_TASKS_.
(a) Reproduce word for word the part of the Dyna-Q forum post that opens with the words containing "state2, reward, done, info" and closes with "agent.planning(planning_steps)".
(b) Answer these questions from the Dyna-Q forum post:
(i) Which algorithm did Dyna-Q perform worse than?
(ii) Which environment does the setup code create?
(iii) What value is assigned to gamma?
(c) Extend the Dyna-Q forum post, continuing on from where it stops.

Also I tried the Dyna-Q algorithm. But it is giving worse performance than Q-learning. Approx. 200 total rewards during training and 700-900 total rewards during testing in 10000 episodes with 50 planning steps.

Why is this happening ?

Below is the code. Is something wrong with the code ?

# Setup
env = gym.make('FrozenLake-v0')

epsilon = 0.9
lr_rate = 0.1
gamma = 0.99
planning_steps = 0

total_episodes = 10000
max_steps = 100

Training and testing():

while t < max_steps:
    action = agent.choose_action(state)  
    state2, reward, done, info = agent.env.step(action)  
    # Removed in testing
    agent.learn(state, state2, reward, action)
    agent.model.add(state, action, state2, reward)
    agent.planning(planning_steps)
    # Till here
    state = state2
def add(self, state, action, state2, reward):
        self.transitions[state, action] = state2
        self.rewards[state, action] = reward

def sample(self, env):
    state, action = 0, 0
    # Random visited state
    if all(np.sum(self.transitions, axis=1)) <= 0:
        state = np.random.randint(env.observation_space.n)
    else:
        state = np.random.choice(np.where(np.sum(self.transitions, axis=1) > 0)[0])

    # Random action in that state
    if all(self.transitions[state]) <= 0:
        action = np.random.randint(env.action_space.n)
    else:    
        action = np.random.choice(np.where(self.transitions[state] > 0)[0])
    return state, action

def step(self, state, action):
    state2 = self.transitions[state, action]
    reward = self.rewards[state, action]
    return state2, reward

def choose_action(self, state):
    if np.random.uniform(0, 1) < epsilon:
        return self.env.action_space.sample()
    else:
        return np.argmax(self.Q[state, :])

def learn(self, state, state2, reward, action):
    # predict = Q[state, action]
    # Q[state, action] = Q[state, action] + lr_rate * (target - predict)
    target = reward + gamma * np.max(self.Q[state2, :])

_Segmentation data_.
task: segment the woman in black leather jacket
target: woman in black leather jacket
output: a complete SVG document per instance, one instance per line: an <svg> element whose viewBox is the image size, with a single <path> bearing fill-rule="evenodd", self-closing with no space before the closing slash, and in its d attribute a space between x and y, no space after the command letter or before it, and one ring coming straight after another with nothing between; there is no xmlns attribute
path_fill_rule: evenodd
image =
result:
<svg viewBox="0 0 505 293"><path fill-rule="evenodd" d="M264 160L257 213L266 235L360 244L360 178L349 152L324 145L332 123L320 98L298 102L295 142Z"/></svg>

_THE RESULTS_.
(a)
state2, reward, done, info = agent.env.step(action)  
    # Removed in testing
    agent.learn(state, state2, reward, action)
    agent.model.add(state, action, state2, reward)
    agent.planning(planning_steps)

(b)
(i) Q-learning
(ii) FrozenLake-v0
(iii) 0.99

(c)
    self.Q[state, action] = (1 - lr_rate) * self.Q[state, action] + lr_rate * target

def planning(self, n_steps):
    # if len(self.transitions)>planning_steps:
    for i in range(n_steps):
        state, action =  self.model.sample(self.env)
        state2, reward = self.model.step(state, action)
        self.learn(state, state2, reward, action)
  • Did you ever solve this? My own intuition is that perhaps the model is overfitting the training environment, leading to a policy that only works well in training. Then your test environment is too different and the policy fails horribly. I don't see any indication that you're setting the random seed, perhaps try fixing this to the same value in training and testing as a first step. If the Dyna-Q agent doesn't do well in testing here, then there's a bug in the agent itself. – chippies Nov 25 '20 at 15:40

2 Answers2

0

I guess it could be because the environment is stochastic. Learning the model in stochastic environment may lead to sub-optimal policies. In the Sutton & Barto's RLBook they say that they assume deterministic environment.

Eetu
  • 1
0

Check that after a model step is taken the planning steps sample from the next state ie state2.

If not, planning might be taking repeated steps from the same starting state given by self.env.

However, I may have misunderstood the role of the self.env parameter in self.model.sample(self.env)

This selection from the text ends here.